▸ Task goal
According to the passage on the legacy of the UFW, in what year did the AFL-CIO drop its long-held anti-immigrant stance?

Text for analysis Block Start

The eventual decline of the UFW in the Seventies and Eighties should not be seen as the sole indicator of its effectiveness, Shaw said. Cesar Chavez became very difficult to work with, possibly due to emotional issues, and drove out most of the UFW’s top talent, according to Shaw. But, Shaw notes, the UFW must be assessed, not by its current membership numbers, but by its legacy.
And what a legacy it is.
In its heyday, the UFW was alone in hiring women — and making them officers. Shaw told a story of a 15-year-old woman who became a “boycott captain” — before she was old enough to drive a car.
In 1968, Chavez aggressively recruited organizers and used his recruits for voter outreach — providing a model that was adapted and adopted by Obama in in 2008.
The UFW pushed organized labor to change its position on immigrants. In 2000, the AFL-CIO dropped its long-held anti-immigrant stance and began representing undocumented workers.
A number of great organizers still working today got their start in the UFW – and the training they received served them well. Consequently, the diminished state of the UFW today is no measure of the union’s greatness. Its profound and long-lasting impact on the labor movement is the best quantifier of its success.
As Randy Shaw said, “You have to look at the big picture of what the legacy of the UFW is.”

Text for analysis Block End
Provided data Block Start

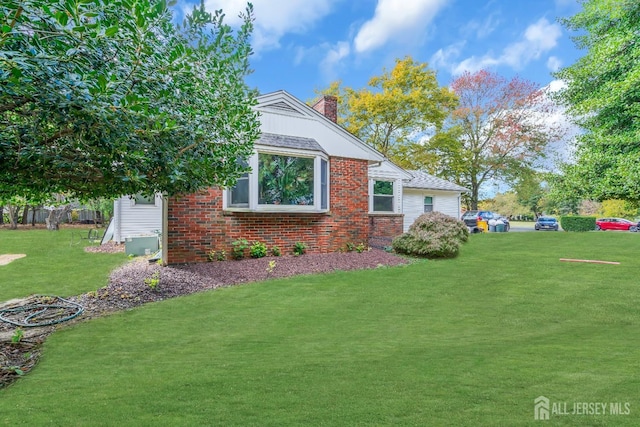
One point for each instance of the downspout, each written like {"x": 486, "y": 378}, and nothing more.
{"x": 117, "y": 213}
{"x": 165, "y": 229}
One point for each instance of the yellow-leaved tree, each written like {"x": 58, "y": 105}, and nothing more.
{"x": 397, "y": 111}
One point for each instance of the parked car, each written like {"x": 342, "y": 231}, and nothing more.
{"x": 471, "y": 218}
{"x": 546, "y": 223}
{"x": 616, "y": 224}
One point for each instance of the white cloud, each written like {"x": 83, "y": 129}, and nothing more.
{"x": 538, "y": 38}
{"x": 273, "y": 18}
{"x": 396, "y": 18}
{"x": 554, "y": 63}
{"x": 443, "y": 58}
{"x": 333, "y": 57}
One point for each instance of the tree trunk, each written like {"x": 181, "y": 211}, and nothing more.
{"x": 13, "y": 216}
{"x": 25, "y": 215}
{"x": 55, "y": 217}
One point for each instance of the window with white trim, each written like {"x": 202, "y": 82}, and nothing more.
{"x": 291, "y": 180}
{"x": 239, "y": 193}
{"x": 141, "y": 200}
{"x": 383, "y": 196}
{"x": 428, "y": 204}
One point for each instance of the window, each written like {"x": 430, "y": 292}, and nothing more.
{"x": 239, "y": 193}
{"x": 383, "y": 196}
{"x": 428, "y": 204}
{"x": 139, "y": 199}
{"x": 291, "y": 180}
{"x": 285, "y": 180}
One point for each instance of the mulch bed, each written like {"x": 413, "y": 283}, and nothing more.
{"x": 140, "y": 282}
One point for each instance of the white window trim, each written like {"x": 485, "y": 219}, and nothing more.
{"x": 253, "y": 183}
{"x": 433, "y": 202}
{"x": 156, "y": 202}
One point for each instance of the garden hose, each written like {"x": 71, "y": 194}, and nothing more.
{"x": 45, "y": 310}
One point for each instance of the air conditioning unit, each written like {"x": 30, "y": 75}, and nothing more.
{"x": 141, "y": 245}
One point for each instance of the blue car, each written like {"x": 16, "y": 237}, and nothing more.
{"x": 547, "y": 223}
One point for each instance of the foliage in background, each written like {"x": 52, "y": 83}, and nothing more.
{"x": 397, "y": 109}
{"x": 99, "y": 99}
{"x": 578, "y": 223}
{"x": 506, "y": 204}
{"x": 500, "y": 128}
{"x": 432, "y": 235}
{"x": 603, "y": 95}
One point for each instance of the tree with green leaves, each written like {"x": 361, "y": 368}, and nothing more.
{"x": 397, "y": 109}
{"x": 501, "y": 126}
{"x": 102, "y": 98}
{"x": 603, "y": 95}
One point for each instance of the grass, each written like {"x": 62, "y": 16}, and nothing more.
{"x": 56, "y": 263}
{"x": 468, "y": 341}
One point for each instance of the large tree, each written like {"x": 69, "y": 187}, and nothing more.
{"x": 603, "y": 94}
{"x": 500, "y": 126}
{"x": 397, "y": 109}
{"x": 109, "y": 97}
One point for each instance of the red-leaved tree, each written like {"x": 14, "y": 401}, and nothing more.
{"x": 500, "y": 127}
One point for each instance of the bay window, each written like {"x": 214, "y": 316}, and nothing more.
{"x": 282, "y": 180}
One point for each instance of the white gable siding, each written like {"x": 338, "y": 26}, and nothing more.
{"x": 135, "y": 220}
{"x": 335, "y": 142}
{"x": 447, "y": 202}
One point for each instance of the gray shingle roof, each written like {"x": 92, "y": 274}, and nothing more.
{"x": 287, "y": 141}
{"x": 424, "y": 180}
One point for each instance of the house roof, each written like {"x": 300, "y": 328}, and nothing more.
{"x": 423, "y": 180}
{"x": 287, "y": 141}
{"x": 285, "y": 104}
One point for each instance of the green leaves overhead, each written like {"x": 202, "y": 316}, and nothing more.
{"x": 102, "y": 98}
{"x": 603, "y": 94}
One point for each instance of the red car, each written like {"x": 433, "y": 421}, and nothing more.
{"x": 616, "y": 224}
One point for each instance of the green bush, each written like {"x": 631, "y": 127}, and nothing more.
{"x": 258, "y": 250}
{"x": 299, "y": 248}
{"x": 578, "y": 223}
{"x": 432, "y": 235}
{"x": 238, "y": 247}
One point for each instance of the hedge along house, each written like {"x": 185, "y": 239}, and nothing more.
{"x": 311, "y": 181}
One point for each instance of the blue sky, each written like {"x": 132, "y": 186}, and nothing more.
{"x": 302, "y": 45}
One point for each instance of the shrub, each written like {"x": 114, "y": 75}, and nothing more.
{"x": 578, "y": 223}
{"x": 239, "y": 247}
{"x": 299, "y": 248}
{"x": 258, "y": 250}
{"x": 432, "y": 235}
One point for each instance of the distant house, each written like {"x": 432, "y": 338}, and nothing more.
{"x": 311, "y": 181}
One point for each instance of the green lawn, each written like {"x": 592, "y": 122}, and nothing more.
{"x": 56, "y": 263}
{"x": 470, "y": 341}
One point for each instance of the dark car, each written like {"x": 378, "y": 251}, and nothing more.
{"x": 471, "y": 218}
{"x": 546, "y": 223}
{"x": 616, "y": 224}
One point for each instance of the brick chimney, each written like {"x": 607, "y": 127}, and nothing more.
{"x": 327, "y": 105}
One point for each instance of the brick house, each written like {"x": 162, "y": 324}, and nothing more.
{"x": 311, "y": 181}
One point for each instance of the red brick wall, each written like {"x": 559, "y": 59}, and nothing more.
{"x": 197, "y": 224}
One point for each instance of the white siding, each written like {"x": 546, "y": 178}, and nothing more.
{"x": 333, "y": 140}
{"x": 447, "y": 202}
{"x": 136, "y": 220}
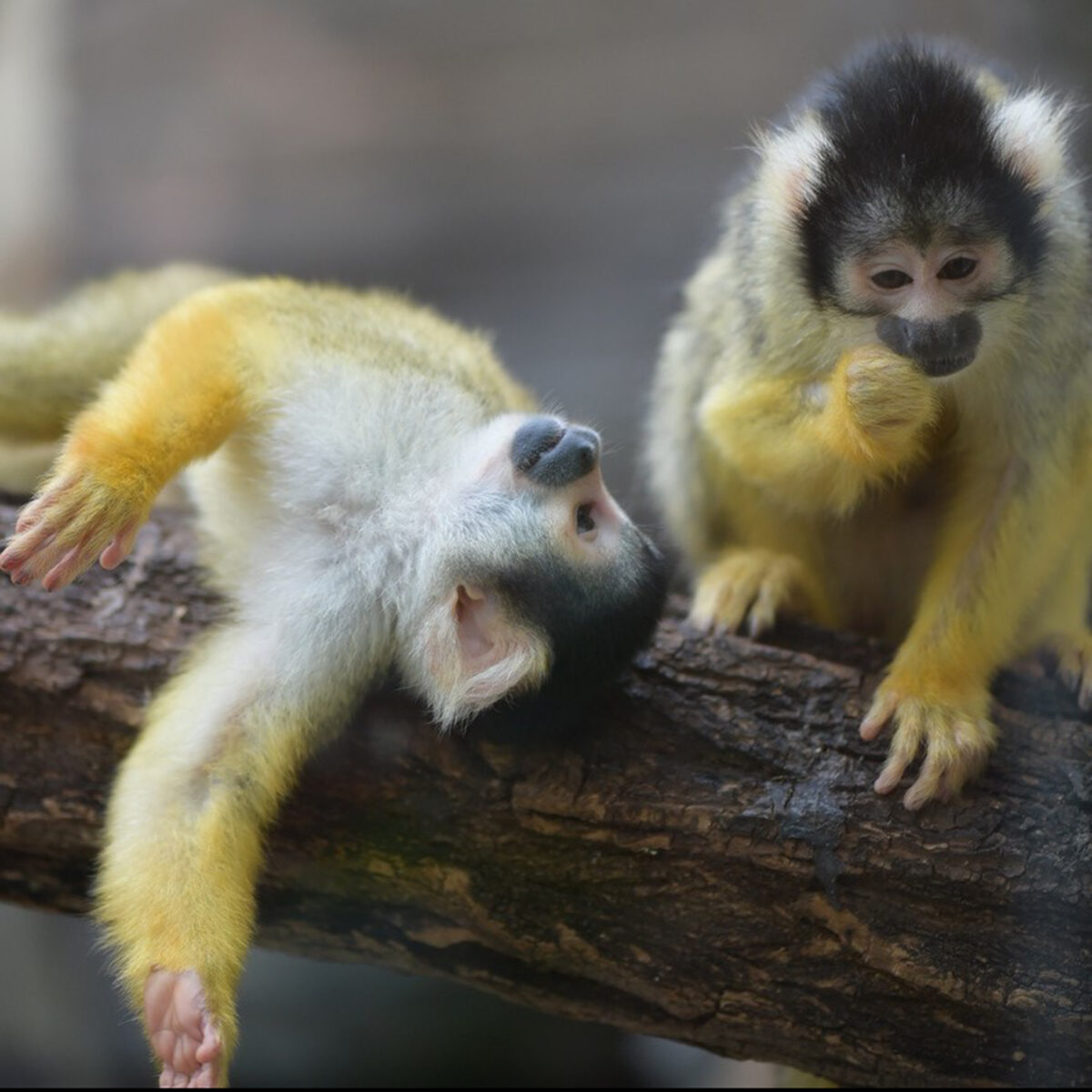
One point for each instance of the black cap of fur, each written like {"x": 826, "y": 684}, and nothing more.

Provided data Block End

▸ Completed task
In 2000.